- **Work to complete**
The line containing "Guideline: for every instance of the muddy" marks where to begin; quote it and every line after it through the end of the data, exactly as written.

- **Data for this task**
┌──

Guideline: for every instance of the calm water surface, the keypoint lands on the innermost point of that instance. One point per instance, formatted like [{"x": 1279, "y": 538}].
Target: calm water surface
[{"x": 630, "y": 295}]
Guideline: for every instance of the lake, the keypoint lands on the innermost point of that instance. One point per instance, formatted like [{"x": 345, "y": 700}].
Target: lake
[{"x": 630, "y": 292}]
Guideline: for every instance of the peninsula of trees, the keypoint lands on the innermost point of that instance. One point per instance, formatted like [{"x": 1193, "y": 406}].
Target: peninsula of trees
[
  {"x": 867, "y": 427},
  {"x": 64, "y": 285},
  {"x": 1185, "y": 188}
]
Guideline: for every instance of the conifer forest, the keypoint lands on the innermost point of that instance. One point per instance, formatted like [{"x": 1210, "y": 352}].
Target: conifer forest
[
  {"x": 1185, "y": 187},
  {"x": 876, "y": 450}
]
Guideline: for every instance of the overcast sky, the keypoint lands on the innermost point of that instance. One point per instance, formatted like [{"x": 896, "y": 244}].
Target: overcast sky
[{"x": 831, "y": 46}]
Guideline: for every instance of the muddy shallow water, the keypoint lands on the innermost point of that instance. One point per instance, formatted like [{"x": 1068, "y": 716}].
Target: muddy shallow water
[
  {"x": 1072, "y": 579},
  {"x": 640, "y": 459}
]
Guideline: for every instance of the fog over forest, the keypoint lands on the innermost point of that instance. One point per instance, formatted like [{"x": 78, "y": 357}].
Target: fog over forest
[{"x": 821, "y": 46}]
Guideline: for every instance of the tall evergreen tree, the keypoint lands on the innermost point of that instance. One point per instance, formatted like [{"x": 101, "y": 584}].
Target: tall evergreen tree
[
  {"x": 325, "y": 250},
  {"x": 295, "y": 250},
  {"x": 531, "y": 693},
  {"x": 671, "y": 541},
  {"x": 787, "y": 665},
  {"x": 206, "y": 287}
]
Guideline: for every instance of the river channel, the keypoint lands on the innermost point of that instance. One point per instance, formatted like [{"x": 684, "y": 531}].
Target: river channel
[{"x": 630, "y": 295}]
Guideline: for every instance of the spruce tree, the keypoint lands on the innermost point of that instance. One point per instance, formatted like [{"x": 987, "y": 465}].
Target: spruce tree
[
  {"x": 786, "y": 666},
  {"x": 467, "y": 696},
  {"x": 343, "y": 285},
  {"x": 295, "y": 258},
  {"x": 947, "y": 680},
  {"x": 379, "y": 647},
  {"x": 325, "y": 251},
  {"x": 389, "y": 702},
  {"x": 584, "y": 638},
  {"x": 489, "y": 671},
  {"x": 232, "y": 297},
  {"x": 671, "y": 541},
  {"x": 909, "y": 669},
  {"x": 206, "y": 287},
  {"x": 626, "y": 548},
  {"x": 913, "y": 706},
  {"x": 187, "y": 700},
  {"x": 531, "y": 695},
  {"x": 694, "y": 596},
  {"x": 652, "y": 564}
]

└──

- **The answer**
Guideline: for every instance of the muddy shallow water, the keypoint lands on the innermost point of that instance. One point per instance, formatted like [{"x": 1068, "y": 716}].
Target: muddy shallow water
[
  {"x": 1072, "y": 579},
  {"x": 640, "y": 459}
]
Guideline: for every instance of the fog over forest, the keypoint lands on the innermost point of that instance. One point per instance, formatted like [{"x": 78, "y": 357}].
Target: fog over forest
[{"x": 821, "y": 46}]
Guideline: for every instance of the tall evergreen tree, the keypoint lands on the innermost point of that instance. One point per instance, formatted like [{"x": 101, "y": 584}].
Target: tall evergreen tree
[
  {"x": 325, "y": 250},
  {"x": 295, "y": 250},
  {"x": 531, "y": 693},
  {"x": 671, "y": 541},
  {"x": 787, "y": 665},
  {"x": 206, "y": 287}
]
Guideline: for every instance of the river channel, the keypoint lands on the innermost point of that instance. One point per instance, formatted like [{"x": 684, "y": 531}].
Target: river channel
[{"x": 630, "y": 295}]
Guideline: for every instance of the spruce tree, the keypoint lands on the innermost point of that instance. One point per instance, formatted like [{"x": 987, "y": 465}].
Target: spruce tree
[
  {"x": 786, "y": 666},
  {"x": 467, "y": 696},
  {"x": 343, "y": 285},
  {"x": 295, "y": 258},
  {"x": 947, "y": 680},
  {"x": 379, "y": 647},
  {"x": 325, "y": 251},
  {"x": 389, "y": 702},
  {"x": 584, "y": 638},
  {"x": 489, "y": 671},
  {"x": 232, "y": 297},
  {"x": 671, "y": 541},
  {"x": 909, "y": 669},
  {"x": 206, "y": 287},
  {"x": 626, "y": 548},
  {"x": 913, "y": 706},
  {"x": 187, "y": 700},
  {"x": 531, "y": 695},
  {"x": 694, "y": 596},
  {"x": 652, "y": 564}
]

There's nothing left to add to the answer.